## DIRECTIVE
Read the data and repeat it in full, exactly.

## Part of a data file
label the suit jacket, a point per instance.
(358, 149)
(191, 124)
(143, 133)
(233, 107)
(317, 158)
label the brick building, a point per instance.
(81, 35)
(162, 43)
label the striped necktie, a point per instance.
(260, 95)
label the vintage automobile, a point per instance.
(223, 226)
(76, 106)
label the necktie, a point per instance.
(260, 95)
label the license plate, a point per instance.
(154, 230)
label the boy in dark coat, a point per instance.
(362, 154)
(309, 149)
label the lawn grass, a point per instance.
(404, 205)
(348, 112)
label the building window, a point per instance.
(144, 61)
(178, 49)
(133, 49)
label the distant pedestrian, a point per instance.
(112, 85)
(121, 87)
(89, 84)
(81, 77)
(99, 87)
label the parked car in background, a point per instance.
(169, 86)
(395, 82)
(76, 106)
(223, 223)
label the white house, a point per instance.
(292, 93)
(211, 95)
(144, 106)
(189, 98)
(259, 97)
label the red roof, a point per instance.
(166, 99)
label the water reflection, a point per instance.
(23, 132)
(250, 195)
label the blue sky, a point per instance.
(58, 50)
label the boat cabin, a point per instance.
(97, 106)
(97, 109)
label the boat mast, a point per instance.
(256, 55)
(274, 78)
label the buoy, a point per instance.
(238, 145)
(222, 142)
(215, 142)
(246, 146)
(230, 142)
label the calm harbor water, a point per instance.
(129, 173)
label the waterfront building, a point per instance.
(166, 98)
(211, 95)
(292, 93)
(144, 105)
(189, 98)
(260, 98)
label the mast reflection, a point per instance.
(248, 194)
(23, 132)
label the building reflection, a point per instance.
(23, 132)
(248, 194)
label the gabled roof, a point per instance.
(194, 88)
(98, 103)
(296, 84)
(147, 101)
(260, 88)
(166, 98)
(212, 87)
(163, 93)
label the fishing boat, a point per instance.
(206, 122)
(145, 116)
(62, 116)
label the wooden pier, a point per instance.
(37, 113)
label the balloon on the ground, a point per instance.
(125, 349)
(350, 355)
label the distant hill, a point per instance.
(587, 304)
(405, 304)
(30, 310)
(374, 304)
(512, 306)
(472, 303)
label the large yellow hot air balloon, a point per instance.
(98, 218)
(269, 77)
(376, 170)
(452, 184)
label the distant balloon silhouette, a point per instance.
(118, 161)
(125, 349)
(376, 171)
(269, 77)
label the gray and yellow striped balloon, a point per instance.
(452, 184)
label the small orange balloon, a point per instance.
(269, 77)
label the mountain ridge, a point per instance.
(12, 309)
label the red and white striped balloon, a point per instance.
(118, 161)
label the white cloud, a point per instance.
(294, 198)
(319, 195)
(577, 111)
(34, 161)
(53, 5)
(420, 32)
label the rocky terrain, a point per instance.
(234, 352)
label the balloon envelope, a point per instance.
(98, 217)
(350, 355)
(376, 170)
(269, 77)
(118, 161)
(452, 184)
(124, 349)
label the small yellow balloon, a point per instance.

## TASK RESULT
label the suit jacket, a point per instance.
(358, 149)
(191, 124)
(143, 133)
(233, 107)
(317, 158)
label the brick building, a point per instance.
(81, 35)
(162, 43)
label the striped necktie, a point per instance.
(260, 95)
label the vintage automobile, a point per instance.
(223, 226)
(76, 106)
label the necktie, a point per instance.
(260, 95)
label the license plate, a point per instance.
(154, 230)
label the boy in dark coat, a point per instance.
(362, 154)
(309, 149)
label the lawn grass, a point per instance.
(404, 205)
(348, 112)
label the building window, a point per instance.
(144, 61)
(178, 49)
(133, 49)
label the distant pedestrian, a point per instance.
(112, 85)
(121, 87)
(89, 84)
(81, 77)
(99, 87)
label the parked car in background, a point per instance.
(169, 86)
(395, 82)
(76, 106)
(223, 223)
label the white house, a point per instance.
(292, 93)
(211, 95)
(144, 106)
(189, 98)
(259, 97)
label the red roof, a point per instance.
(166, 99)
label the water reflection, a point per instance.
(23, 132)
(250, 195)
label the blue sky, a point per instance.
(58, 50)
label the boat cabin, a point per instance.
(97, 106)
(97, 109)
label the boat mast, a point per instance.
(256, 55)
(274, 78)
label the buoy, a point per instance.
(238, 145)
(222, 142)
(215, 142)
(246, 146)
(230, 142)
label the calm harbor water, a point per instance.
(129, 173)
label the waterfront building, a point per instance.
(166, 98)
(211, 95)
(292, 93)
(144, 105)
(189, 98)
(260, 98)
label the mast reflection, a point per instance.
(248, 194)
(23, 132)
label the building reflection, a point per instance.
(23, 132)
(248, 194)
label the gabled roof, a point per instance.
(194, 88)
(98, 103)
(296, 84)
(147, 101)
(260, 88)
(166, 98)
(212, 87)
(163, 93)
label the fishing boat, a point per instance.
(206, 122)
(145, 116)
(62, 116)
label the wooden pier, a point per instance.
(37, 113)
label the balloon on the ground, a point per instance.
(125, 349)
(350, 355)
label the distant hill, a point per instance.
(587, 304)
(405, 304)
(30, 310)
(374, 304)
(512, 306)
(472, 303)
label the large yellow hot air balloon, a point per instance.
(98, 218)
(269, 77)
(376, 170)
(452, 184)
label the distant balloon silhouette, a point per instance.
(118, 161)
(125, 349)
(376, 171)
(269, 77)
label the gray and yellow striped balloon, a point per instance.
(452, 184)
label the small orange balloon, a point per instance.
(269, 77)
label the mountain ridge, a point per instance.
(12, 309)
label the red and white striped balloon, a point per instance.
(118, 161)
label the white cloud, a point per instance.
(294, 198)
(319, 195)
(577, 111)
(34, 161)
(53, 5)
(420, 32)
label the rocky terrain, a point per instance.
(234, 352)
label the balloon envelope, a point per instance.
(98, 217)
(350, 355)
(376, 170)
(269, 77)
(118, 161)
(452, 184)
(124, 349)
label the small yellow balloon, a point per instance.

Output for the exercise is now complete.